- **Attività da svolgere**
(1) Trascrivi fedelmente il brano sul profilo epigenetico del cancro. Inizia dalle parole "Allo IEO abbiamo" e fermati dopo "risposta alla chemioterapia.".
(2) Secondo il brano sul profilo epigenetico del cancro, su quanti e quali campioni clinici è stato ottenuto il risultato?
(3) Traduci in inglese questa frase del brano sul profilo epigenetico del cancro: "La ricerca è stata condotta da un gruppo guidato da Tiziana Bonaldi, direttore dell’Unità di Ricerca Nuclear Proteomics dell’Istituto Europeo di Oncologia di Milano e pubblicata su Nature Communications."

- **Sezione di testo**
________

Per la prima volta, è stato ottenuto il profilo epigenetico del cancro, che può essere bersaglio di nuovi farmaci mirati ed efficaci nei tumori per cui oggi non esistono terapie innovative.
La ricerca è stata condotta da un gruppo guidato da Tiziana Bonaldi, direttore dell’Unità di Ricerca Nuclear Proteomics dell’Istituto Europeo di Oncologia di Milano e pubblicata su Nature Communications.
«Le attuali target therapy, che hanno rivoluzionato la cura dei tumori, si basano sul profilo mutazionale, vale a dire le alterazioni geniche che si producono nella sequenza del DNA e caratterizzano un tumore in modo permanente. Queste alterazioni possono essere bersagliate da molecole mirate per renderle inattive», spiega Bonaldi.
«Sappiamo però che esiste anche un secondo profilo, diciamo una seconda identità, che è quello epigenetico, che regola l’attività del DNA in base a fattori esterni, come dieta e ambiente.
Si tratta di un profilo più dinamico e instabile rispetto a quello mutazionale, perché le alterazioni epigenetiche sono reversibili e possono essere modificate, anche in questo caso con farmaci mirati, detti appunto epigenetici. Il profilo epigenetico è quindi molto interessante dal punto di vista della cura oncologica, ma fino a ieri non c’erano strumenti per generarlo da campioni clinici.
Allo IEO abbiamo messo a punto la prima piattaforma tecnologica che permette di ottenere il profilo epigenetico completo dei tumori ed è, secondo noi, un risultato che potrà cambiare la storia dei tumori più temibili, fino ad oggi orfani di cure innovative».
Come illustrato da Giulia Robusti, giovane ricercatrice e firmataria del lavoro, il risultato è stato ottenuto lavorando su 200 campioni clinici di tumori della mammella.
«Prima abbiamo individuato una firma epigenetica, cioè un insieme di marcatori, che caratterizza i tumori triplo negativo, una forma di tumore mammario che purtroppo manca di terapie specifiche. Abbiamo successivamente scoperto che l’aumento di uno specifico marcatore epigenetico è legato ad una peggiore risposta alla chemioterapia.

________

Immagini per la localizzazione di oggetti
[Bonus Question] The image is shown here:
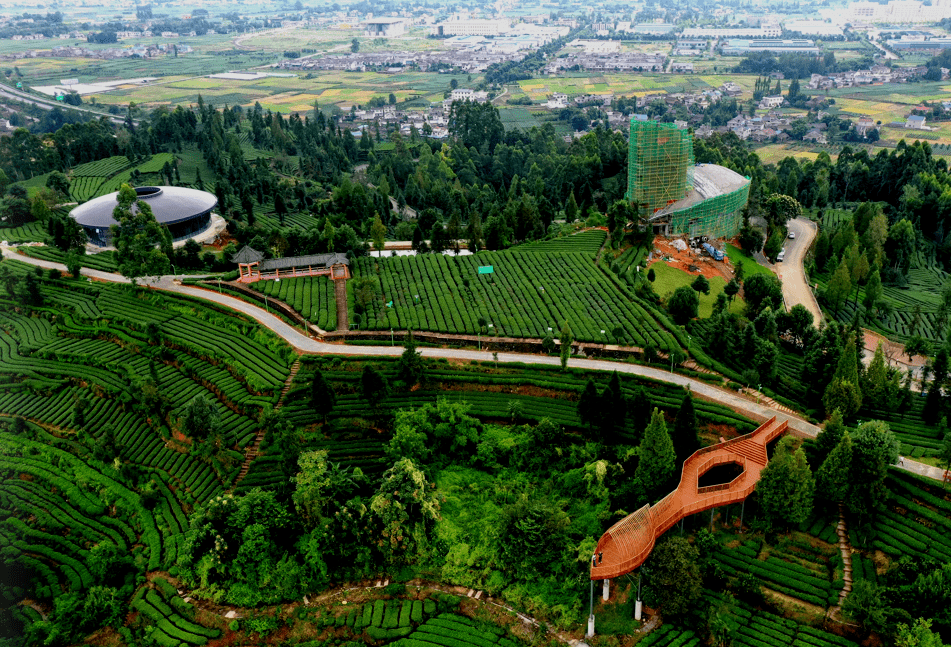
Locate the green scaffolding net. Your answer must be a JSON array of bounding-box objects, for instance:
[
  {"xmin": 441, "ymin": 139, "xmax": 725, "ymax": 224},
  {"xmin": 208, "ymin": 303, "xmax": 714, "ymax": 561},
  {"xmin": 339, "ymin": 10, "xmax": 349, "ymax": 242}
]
[
  {"xmin": 626, "ymin": 119, "xmax": 693, "ymax": 217},
  {"xmin": 625, "ymin": 119, "xmax": 750, "ymax": 238}
]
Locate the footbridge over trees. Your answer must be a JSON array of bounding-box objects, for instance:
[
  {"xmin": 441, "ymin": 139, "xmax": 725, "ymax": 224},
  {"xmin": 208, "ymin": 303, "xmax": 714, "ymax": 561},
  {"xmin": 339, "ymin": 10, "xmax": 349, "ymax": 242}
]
[{"xmin": 591, "ymin": 416, "xmax": 788, "ymax": 580}]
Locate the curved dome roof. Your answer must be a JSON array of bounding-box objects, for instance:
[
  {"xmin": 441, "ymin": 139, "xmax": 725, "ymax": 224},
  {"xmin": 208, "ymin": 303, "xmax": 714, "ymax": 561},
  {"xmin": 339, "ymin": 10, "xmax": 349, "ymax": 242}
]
[{"xmin": 69, "ymin": 186, "xmax": 218, "ymax": 228}]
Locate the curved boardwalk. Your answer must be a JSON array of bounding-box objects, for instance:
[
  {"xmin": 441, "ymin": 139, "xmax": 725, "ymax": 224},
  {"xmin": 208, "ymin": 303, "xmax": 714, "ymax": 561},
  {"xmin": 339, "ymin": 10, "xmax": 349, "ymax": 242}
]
[
  {"xmin": 591, "ymin": 416, "xmax": 788, "ymax": 580},
  {"xmin": 0, "ymin": 244, "xmax": 944, "ymax": 481}
]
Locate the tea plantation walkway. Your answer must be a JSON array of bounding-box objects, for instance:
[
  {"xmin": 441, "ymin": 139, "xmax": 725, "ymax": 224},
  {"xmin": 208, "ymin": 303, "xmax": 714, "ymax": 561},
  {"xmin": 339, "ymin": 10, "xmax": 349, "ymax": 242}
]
[
  {"xmin": 0, "ymin": 247, "xmax": 944, "ymax": 481},
  {"xmin": 591, "ymin": 417, "xmax": 786, "ymax": 580}
]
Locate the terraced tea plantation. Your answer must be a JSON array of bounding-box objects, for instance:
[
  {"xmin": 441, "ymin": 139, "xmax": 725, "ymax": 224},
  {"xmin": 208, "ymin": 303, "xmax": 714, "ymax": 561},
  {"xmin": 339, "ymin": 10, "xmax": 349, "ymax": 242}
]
[
  {"xmin": 347, "ymin": 238, "xmax": 682, "ymax": 351},
  {"xmin": 251, "ymin": 276, "xmax": 337, "ymax": 331},
  {"xmin": 0, "ymin": 260, "xmax": 290, "ymax": 604},
  {"xmin": 236, "ymin": 357, "xmax": 757, "ymax": 492}
]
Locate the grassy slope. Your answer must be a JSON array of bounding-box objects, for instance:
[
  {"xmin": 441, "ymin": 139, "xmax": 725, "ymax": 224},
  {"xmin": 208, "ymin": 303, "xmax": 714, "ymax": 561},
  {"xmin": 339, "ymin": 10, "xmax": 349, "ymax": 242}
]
[{"xmin": 651, "ymin": 263, "xmax": 743, "ymax": 318}]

________

- **Risultati attesi**
(1)
Allo IEO abbiamo messo a punto la prima piattaforma tecnologica che permette di ottenere il profilo epigenetico completo dei tumori ed è, secondo noi, un risultato che potrà cambiare la storia dei tumori più temibili, fino ad oggi orfani di cure innovative».
Come illustrato da Giulia Robusti, giovane ricercatrice e firmataria del lavoro, il risultato è stato ottenuto lavorando su 200 campioni clinici di tumori della mammella.
«Prima abbiamo individuato una firma epigenetica, cioè un insieme di marcatori, che caratterizza i tumori triplo negativo, una forma di tumore mammario che purtroppo manca di terapie specifiche. Abbiamo successivamente scoperto che l’aumento di uno specifico marcatore epigenetico è legato ad una peggiore risposta alla chemioterapia.

(2) Su 200 campioni clinici di tumori della mammella.

(3) The research was conducted by a team led by Tiziana Bonaldi, director of the Nuclear Proteomics Research Unit of the European Institute of Oncology in Milan, and published in Nature Communications.